### [Task material]
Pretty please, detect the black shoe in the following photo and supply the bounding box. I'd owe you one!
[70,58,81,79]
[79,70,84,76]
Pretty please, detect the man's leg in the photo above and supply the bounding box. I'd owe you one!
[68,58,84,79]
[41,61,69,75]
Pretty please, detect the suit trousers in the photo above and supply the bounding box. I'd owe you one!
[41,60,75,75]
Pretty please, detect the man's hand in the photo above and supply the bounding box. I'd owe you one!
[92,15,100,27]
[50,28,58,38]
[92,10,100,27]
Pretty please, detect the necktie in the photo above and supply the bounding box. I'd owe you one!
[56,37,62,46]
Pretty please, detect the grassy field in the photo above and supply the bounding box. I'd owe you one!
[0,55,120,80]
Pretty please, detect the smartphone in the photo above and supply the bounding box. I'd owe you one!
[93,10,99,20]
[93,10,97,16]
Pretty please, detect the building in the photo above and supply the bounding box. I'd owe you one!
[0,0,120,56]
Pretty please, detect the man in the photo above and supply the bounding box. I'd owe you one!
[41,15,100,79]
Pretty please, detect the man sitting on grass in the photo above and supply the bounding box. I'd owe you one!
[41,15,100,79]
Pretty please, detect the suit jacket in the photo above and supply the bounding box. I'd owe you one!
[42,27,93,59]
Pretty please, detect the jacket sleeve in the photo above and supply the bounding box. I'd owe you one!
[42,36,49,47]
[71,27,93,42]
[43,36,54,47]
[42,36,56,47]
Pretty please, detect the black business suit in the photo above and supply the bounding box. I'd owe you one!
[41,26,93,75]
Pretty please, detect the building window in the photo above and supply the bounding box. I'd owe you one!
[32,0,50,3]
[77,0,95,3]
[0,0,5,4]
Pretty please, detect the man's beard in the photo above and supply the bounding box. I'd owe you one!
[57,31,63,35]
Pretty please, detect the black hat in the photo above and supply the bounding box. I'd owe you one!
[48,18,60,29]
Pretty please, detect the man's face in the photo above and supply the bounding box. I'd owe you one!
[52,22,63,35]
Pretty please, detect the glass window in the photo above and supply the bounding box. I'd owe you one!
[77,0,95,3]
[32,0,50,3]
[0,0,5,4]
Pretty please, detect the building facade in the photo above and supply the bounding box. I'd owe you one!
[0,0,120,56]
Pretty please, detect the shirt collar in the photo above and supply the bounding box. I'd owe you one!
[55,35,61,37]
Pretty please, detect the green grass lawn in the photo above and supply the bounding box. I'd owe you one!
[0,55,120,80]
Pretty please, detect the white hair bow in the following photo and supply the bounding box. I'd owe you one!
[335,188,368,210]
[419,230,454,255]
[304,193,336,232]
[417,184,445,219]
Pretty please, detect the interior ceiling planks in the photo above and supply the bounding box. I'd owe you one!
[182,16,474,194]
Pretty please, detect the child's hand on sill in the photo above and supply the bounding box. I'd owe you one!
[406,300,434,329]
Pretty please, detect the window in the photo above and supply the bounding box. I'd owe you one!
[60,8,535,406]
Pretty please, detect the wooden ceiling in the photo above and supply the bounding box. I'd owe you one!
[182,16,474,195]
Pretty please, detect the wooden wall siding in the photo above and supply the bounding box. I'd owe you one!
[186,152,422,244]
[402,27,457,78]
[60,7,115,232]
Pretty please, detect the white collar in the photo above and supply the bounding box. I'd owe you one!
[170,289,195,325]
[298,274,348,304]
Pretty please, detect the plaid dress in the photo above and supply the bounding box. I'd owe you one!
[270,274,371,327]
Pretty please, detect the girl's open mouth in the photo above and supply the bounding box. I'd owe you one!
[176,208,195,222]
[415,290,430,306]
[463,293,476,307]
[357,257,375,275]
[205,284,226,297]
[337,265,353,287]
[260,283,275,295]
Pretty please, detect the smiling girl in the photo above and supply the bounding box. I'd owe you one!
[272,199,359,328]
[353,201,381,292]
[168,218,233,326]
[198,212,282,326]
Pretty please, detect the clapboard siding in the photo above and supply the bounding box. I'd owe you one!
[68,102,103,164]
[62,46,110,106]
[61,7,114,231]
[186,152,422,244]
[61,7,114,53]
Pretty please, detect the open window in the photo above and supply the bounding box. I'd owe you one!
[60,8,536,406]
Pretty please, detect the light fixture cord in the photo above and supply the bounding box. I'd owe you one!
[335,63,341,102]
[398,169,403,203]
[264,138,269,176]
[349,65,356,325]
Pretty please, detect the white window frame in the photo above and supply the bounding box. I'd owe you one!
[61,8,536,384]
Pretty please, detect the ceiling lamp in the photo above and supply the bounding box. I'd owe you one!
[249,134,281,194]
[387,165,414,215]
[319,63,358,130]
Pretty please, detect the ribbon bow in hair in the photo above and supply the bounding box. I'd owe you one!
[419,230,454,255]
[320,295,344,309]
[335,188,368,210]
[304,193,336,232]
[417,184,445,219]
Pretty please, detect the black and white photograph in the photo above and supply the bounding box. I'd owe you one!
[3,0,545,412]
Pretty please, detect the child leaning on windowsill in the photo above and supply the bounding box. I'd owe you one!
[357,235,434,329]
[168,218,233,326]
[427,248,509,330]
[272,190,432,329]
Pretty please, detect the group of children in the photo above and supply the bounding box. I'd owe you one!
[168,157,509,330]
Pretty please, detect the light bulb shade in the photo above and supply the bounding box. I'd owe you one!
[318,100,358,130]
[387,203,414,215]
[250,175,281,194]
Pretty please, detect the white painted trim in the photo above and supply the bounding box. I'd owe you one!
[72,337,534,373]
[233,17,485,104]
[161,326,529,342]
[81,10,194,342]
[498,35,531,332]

### [What the task asks]
Output the listing above exactly as it appears.

### [Expected output]
Pretty please, detect the black shoe in the following photo and supply the bounding box. I'd owe you one!
[70,58,81,79]
[79,70,84,76]
Pretty please, detect the man's leg in the photo above and supply the bounding box. I'd owe you one!
[68,58,84,79]
[41,61,69,75]
Pretty please, detect the suit trousers in the photo above and supply the bounding box. I'd owe you one!
[41,60,75,75]
Pretty please, detect the man's hand in the photo above and supply the bounding box. I'd owe you one!
[92,15,100,27]
[50,28,58,38]
[92,10,100,27]
Pretty please, detect the necktie in the photo above and supply the bounding box. I'd owe you one!
[56,37,62,46]
Pretty please, detect the grassy field in the photo above and supply the bounding box. I'd owe you one!
[0,55,120,80]
Pretty please, detect the smartphone in the photo above and supply the bounding box. I'd owe you one!
[93,10,99,20]
[93,10,97,16]
Pretty please, detect the building in the photo above and supply the bounding box. I'd owe you one!
[0,0,120,56]
Pretty please, detect the man in the photo above and supply the bounding box. I'd owe you one!
[41,15,100,79]
Pretty please, detect the man sitting on grass in the photo above and supply the bounding box. I'd owe you one!
[41,15,100,79]
Pretty please, detect the suit jacket in the photo above and supply the bounding box. I'd owe you one!
[42,27,93,59]
Pretty please, detect the jacket sleeve in the photo above and supply the bounding box. I'd owe you one!
[42,36,49,47]
[71,27,93,42]
[43,36,54,47]
[42,36,56,47]
Pretty please, detect the black business suit in the photo above and supply the bounding box. I'd owe you one!
[41,26,93,75]
Pretty please, detect the building window in the photo above and supply the bounding box. I'd owe you one!
[32,0,50,3]
[77,0,95,3]
[0,0,5,4]
Pretty please, detect the man's beard in the photo above and supply the bounding box. I'd owe you one!
[57,31,63,35]
Pretty please, detect the black hat in the photo above and supply the bounding box. I'd owe you one!
[48,18,60,29]
Pretty please, detect the man's face in the photo above and supply the bounding box. I'd owe you one!
[52,22,63,35]
Pretty please, detect the glass window in the photo above and supply the bounding box. I'd owe you one!
[77,0,95,3]
[32,0,50,3]
[0,0,5,4]
Pretty please, detect the building facade in the photo above and supply the bounding box. I'd owe you one!
[0,0,120,56]
Pretty please, detect the shirt collar in the photo above and supply the bounding box. I'd owe you one!
[55,35,61,37]
Pretty please, detect the green grass lawn in the photo above and supply the bounding box. I'd owe you one!
[0,55,120,80]
Pretty please, detect the white hair bow in the following photo and supply the bounding box. I'd owe you one!
[335,188,368,210]
[419,230,454,255]
[304,193,336,232]
[417,184,445,219]
Pretty please, detect the interior ceiling planks in the photo above and supply the bounding box. I'd owe you one!
[182,16,474,194]
Pretty please, detect the child's hand on sill in the photo above and supply the bounding box. I'd owe you one!
[406,300,434,329]
Pretty please, detect the window in the photo above and supply the bounding box. I'd owe you one!
[60,8,535,406]
Pretty please, detect the wooden ceiling in the photo above and supply the bounding box. I'd owe you one!
[182,16,474,195]
Pretty please, detect the wooden wall siding in the photo above and supply the bounding box. I'd owe you one!
[186,152,422,244]
[402,27,457,78]
[60,7,115,232]
Pretty please, detect the white collar in the photo above and supply the bounding box. I'd owe you one!
[170,289,195,325]
[298,274,348,304]
Pretty please, detect the plaid dress in the photo above and supply the bounding box. I'd owe you one!
[270,274,371,327]
Pretty please, detect the girl's open mouth in the photo above and supply the bounding box. I'd owe you one!
[176,208,195,222]
[415,290,430,306]
[463,293,476,307]
[357,257,375,275]
[205,284,226,297]
[337,265,353,287]
[260,283,275,295]
Pretty please, detect the smiling girl in the photo above and supply the bounding box. I'd owe you one!
[272,199,359,328]
[353,201,381,292]
[168,218,233,326]
[198,212,282,326]
Pretty please, detect the clapboard siding in the photo above and supply the bounding box. I'd owe you one!
[68,102,103,164]
[62,46,110,106]
[61,7,114,231]
[186,152,422,244]
[61,7,114,53]
Pretty please, detect the open window in the photo above and supply the bounding box. I'd owe you one!
[60,8,536,406]
Pretty please, detect the light fixture cord in the photo above and supply the bounding box. I'd owe you one!
[335,63,341,102]
[398,169,403,203]
[264,138,269,176]
[349,65,356,325]
Pretty please, detect the white window frame in the photo above and supply the bounding box. I'd owe you one!
[61,8,536,384]
Pretty please, detect the ceiling lamp in the photo above and supply the bounding box. I'd owe you one!
[249,134,281,194]
[387,165,414,215]
[319,63,358,130]
Pretty please, detect the ribbon bow in hair in the photo above and supply the bounding box. I'd owe you one!
[419,230,454,255]
[320,295,344,309]
[335,188,368,210]
[304,193,336,232]
[417,184,445,219]
Pretty please, detect the black and white photograph in the photo above and supply the bounding box. I'd owe you one!
[3,0,545,412]
Pretty please, detect the child leaning on windowsill in the photo above and supply the bounding box. I'd owe you one!
[357,235,434,329]
[168,218,233,326]
[427,248,509,330]
[272,190,432,329]
Pretty please, detect the group of children in the photo above and supply the bounding box. I'd owe you one!
[168,157,509,330]
Pretty please, detect the light bulb shade in the photo above and supply the bounding box. I'd owe you one!
[318,100,358,130]
[387,203,414,215]
[250,175,281,194]
Pretty please, detect the white painted trim in the photo above and supply the bounding box. I'd owe you one!
[72,337,534,373]
[233,17,485,104]
[161,326,529,342]
[81,10,194,342]
[498,35,531,332]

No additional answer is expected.